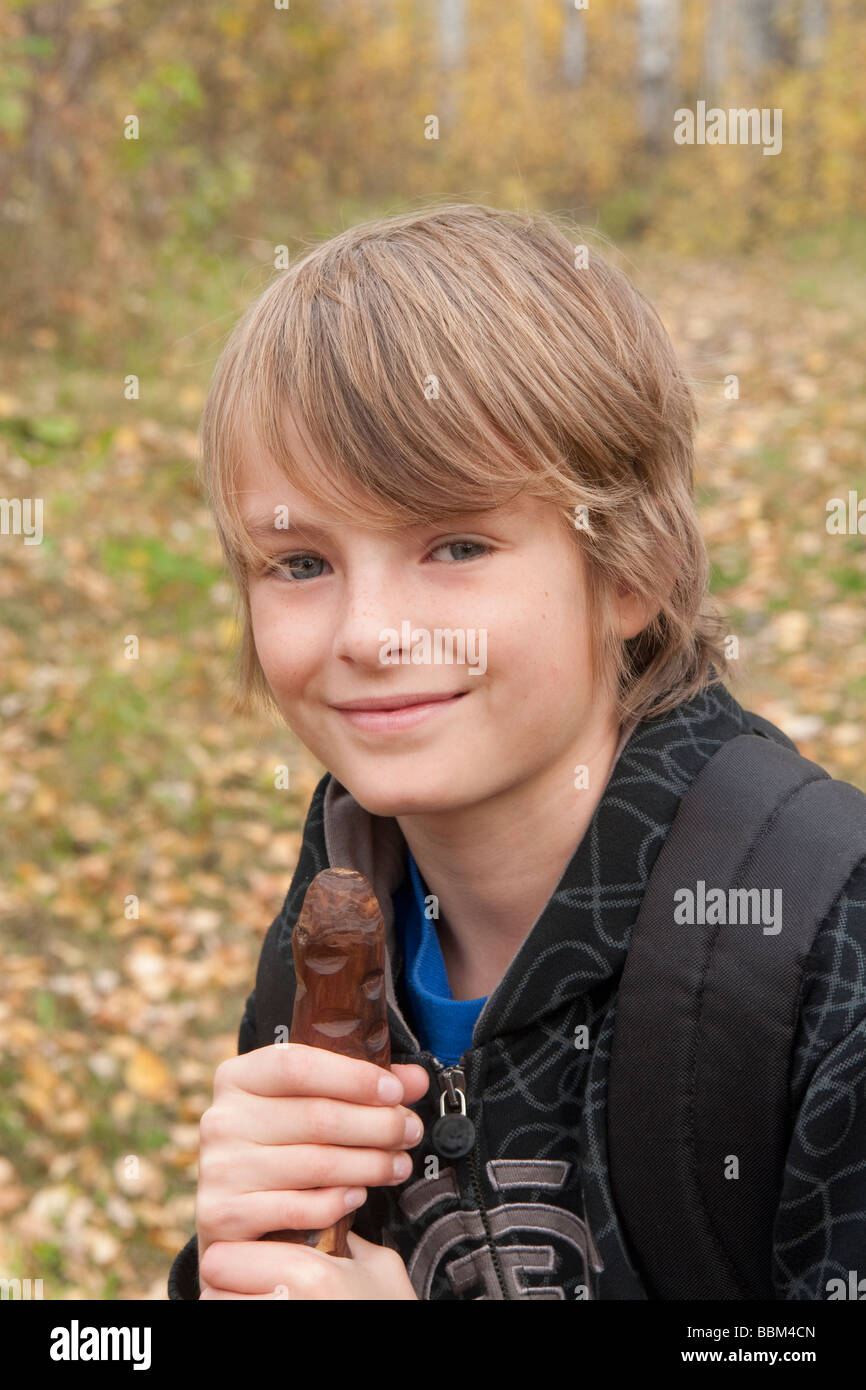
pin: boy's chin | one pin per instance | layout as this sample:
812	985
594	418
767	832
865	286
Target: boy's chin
381	797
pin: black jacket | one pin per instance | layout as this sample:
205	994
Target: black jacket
528	1214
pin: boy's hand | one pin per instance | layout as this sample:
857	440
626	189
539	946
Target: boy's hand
278	1269
291	1130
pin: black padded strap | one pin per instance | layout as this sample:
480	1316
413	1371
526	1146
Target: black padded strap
706	1015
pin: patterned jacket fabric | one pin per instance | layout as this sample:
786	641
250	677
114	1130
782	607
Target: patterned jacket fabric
528	1214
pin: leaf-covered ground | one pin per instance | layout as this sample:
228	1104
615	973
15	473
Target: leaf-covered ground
127	777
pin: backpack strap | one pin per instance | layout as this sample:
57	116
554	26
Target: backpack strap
706	1015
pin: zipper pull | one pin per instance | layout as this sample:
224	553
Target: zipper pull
453	1134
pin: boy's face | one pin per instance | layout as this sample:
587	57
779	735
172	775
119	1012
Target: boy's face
519	692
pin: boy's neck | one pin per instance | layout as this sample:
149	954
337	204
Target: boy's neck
495	866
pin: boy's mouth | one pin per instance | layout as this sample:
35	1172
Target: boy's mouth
394	712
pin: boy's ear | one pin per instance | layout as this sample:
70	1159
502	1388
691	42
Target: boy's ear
634	612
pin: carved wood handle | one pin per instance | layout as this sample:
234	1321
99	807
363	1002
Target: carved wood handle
338	947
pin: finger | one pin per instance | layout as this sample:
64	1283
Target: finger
293	1119
250	1215
288	1166
274	1269
296	1069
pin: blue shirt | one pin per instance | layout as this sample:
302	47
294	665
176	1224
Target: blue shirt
444	1025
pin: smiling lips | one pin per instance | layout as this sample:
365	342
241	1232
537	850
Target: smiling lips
395	712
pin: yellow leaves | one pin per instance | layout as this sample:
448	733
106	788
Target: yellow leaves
148	1075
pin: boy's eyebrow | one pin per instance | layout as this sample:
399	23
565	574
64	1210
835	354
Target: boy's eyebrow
263	524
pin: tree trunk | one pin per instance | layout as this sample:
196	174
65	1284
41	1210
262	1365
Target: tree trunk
658	53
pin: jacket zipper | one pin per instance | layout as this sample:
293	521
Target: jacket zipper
453	1079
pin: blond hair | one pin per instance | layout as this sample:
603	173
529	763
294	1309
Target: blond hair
446	360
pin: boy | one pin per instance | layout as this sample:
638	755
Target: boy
451	428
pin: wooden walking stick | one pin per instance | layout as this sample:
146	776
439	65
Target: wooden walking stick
338	945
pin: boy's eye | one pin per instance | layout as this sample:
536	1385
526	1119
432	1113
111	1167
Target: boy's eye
458	545
299	566
307	566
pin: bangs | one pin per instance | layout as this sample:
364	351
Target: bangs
387	364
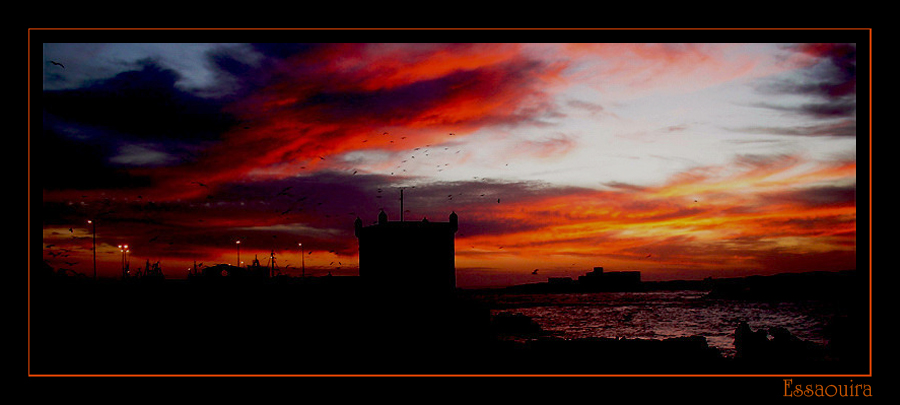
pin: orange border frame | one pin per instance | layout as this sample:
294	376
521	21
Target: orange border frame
443	375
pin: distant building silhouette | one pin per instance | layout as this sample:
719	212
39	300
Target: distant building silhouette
227	271
418	255
612	280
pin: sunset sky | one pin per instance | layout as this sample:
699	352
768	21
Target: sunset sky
681	161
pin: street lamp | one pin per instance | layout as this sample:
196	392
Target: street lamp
94	244
124	250
302	260
238	243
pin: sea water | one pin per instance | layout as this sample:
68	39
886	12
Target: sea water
664	314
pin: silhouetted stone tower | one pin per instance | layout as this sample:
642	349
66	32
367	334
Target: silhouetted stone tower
415	255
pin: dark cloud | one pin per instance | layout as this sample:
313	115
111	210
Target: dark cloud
143	104
829	82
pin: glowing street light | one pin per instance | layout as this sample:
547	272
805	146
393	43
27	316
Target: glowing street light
238	243
302	260
124	250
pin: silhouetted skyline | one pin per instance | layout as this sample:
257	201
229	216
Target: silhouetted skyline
681	161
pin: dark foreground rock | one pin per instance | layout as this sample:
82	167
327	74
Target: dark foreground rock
340	328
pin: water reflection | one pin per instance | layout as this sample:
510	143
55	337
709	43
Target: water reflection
665	314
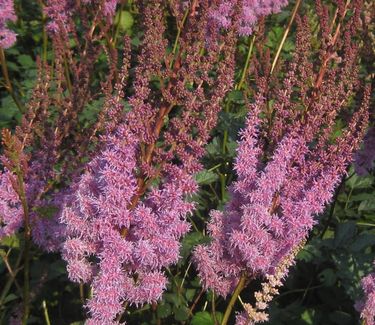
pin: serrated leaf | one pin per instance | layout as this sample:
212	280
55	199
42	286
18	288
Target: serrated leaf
344	232
328	277
359	182
125	20
362	241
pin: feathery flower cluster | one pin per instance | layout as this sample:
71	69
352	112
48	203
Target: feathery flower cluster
130	263
243	14
60	11
7	37
365	158
274	200
367	306
256	314
11	215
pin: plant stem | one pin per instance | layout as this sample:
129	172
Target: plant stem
45	310
240	286
286	32
247	63
10	281
8	84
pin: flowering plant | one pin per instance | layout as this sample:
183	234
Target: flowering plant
145	117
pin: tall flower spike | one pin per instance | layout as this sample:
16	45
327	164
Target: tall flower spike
128	210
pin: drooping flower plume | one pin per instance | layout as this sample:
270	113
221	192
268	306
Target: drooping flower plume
7	37
128	211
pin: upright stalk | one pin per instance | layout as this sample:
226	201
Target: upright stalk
27	237
240	286
8	84
286	32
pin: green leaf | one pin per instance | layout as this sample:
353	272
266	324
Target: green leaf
48	211
328	277
125	20
367	205
357	182
11	241
26	61
206	177
362	241
344	232
202	318
308	316
10	297
236	96
181	313
164	310
341	318
189	294
192	239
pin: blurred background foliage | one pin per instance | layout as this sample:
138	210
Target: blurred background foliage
322	287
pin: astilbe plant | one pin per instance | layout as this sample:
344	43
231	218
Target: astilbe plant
367	305
128	211
47	151
364	163
243	15
288	165
7	37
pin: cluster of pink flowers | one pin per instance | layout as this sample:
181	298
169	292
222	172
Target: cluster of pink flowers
243	15
127	213
365	158
47	231
285	178
130	262
7	37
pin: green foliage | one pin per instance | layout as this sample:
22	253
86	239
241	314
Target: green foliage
322	287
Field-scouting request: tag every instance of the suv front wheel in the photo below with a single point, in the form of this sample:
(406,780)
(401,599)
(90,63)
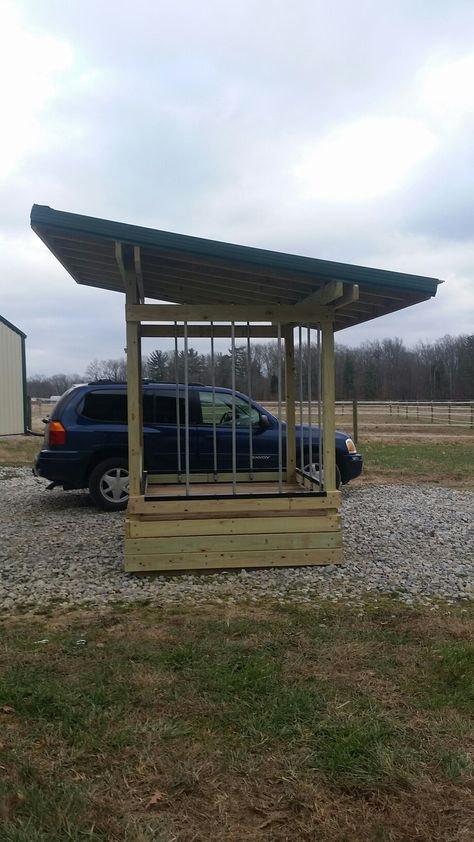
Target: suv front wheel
(108,484)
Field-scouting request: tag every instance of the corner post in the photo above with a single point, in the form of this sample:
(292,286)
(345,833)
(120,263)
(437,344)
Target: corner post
(134,391)
(328,391)
(290,403)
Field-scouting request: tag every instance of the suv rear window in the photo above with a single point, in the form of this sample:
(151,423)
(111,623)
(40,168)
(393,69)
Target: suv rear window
(111,407)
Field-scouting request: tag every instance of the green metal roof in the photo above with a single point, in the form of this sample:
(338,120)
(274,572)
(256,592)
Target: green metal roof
(12,327)
(191,270)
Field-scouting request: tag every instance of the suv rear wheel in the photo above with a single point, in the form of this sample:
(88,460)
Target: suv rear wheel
(108,484)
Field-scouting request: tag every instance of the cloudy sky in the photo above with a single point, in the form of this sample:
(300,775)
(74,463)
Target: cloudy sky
(335,130)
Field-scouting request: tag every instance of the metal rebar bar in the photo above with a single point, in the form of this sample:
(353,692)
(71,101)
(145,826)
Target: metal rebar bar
(280,430)
(178,418)
(234,426)
(300,373)
(321,432)
(186,407)
(310,425)
(249,392)
(213,385)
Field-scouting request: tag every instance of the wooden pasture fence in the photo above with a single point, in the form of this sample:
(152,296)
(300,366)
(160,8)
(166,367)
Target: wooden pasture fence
(355,416)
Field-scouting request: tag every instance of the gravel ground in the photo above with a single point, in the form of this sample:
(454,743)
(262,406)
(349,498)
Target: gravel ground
(417,542)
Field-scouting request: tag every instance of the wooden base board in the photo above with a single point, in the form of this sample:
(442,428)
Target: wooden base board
(183,537)
(225,560)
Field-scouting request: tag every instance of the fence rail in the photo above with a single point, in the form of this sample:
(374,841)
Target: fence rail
(401,414)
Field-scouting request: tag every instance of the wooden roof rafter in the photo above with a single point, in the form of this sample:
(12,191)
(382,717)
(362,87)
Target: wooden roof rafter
(190,271)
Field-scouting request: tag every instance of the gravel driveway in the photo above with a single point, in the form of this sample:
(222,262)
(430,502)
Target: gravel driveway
(55,547)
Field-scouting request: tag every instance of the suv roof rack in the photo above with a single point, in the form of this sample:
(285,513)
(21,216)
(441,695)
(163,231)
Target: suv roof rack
(146,380)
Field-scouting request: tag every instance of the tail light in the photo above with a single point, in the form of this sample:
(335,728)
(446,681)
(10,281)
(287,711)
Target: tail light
(56,434)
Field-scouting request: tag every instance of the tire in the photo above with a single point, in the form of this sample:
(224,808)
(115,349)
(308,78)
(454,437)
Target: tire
(108,484)
(315,474)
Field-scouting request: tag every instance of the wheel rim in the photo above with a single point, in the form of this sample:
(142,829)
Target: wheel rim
(114,485)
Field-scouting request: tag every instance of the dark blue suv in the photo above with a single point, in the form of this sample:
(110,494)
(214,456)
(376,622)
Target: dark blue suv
(85,442)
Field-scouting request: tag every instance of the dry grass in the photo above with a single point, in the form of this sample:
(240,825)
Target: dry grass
(326,723)
(18,451)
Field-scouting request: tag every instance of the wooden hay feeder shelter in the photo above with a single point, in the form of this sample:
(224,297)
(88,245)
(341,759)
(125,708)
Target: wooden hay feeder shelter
(234,513)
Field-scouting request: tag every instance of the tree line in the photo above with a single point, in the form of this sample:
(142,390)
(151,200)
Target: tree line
(376,370)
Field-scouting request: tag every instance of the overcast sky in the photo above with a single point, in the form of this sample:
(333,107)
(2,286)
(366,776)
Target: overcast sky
(336,130)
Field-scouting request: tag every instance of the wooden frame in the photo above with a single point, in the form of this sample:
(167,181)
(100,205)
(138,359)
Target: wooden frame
(200,522)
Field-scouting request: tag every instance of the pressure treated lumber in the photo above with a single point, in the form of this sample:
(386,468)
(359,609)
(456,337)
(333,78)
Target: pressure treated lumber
(203,561)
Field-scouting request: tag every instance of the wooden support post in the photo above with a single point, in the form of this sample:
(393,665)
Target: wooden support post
(355,425)
(135,400)
(290,375)
(328,389)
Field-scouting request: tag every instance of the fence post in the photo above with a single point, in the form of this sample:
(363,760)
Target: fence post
(355,427)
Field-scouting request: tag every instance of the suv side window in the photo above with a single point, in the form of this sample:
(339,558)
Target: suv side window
(111,407)
(165,409)
(219,410)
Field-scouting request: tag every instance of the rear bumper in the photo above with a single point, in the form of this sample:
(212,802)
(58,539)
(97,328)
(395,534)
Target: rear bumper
(350,466)
(63,467)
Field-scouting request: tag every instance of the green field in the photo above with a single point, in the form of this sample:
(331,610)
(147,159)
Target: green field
(326,723)
(446,463)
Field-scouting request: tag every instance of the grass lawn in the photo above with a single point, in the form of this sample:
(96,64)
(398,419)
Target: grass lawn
(256,723)
(19,451)
(443,463)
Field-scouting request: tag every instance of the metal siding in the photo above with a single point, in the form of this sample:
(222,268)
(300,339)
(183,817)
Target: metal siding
(12,421)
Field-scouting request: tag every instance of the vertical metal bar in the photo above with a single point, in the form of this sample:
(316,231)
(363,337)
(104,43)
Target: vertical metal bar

***

• [WHAT TO DO]:
Count lines above with the word "vertical". Give the number only.

• [RESPONSE AREA]:
2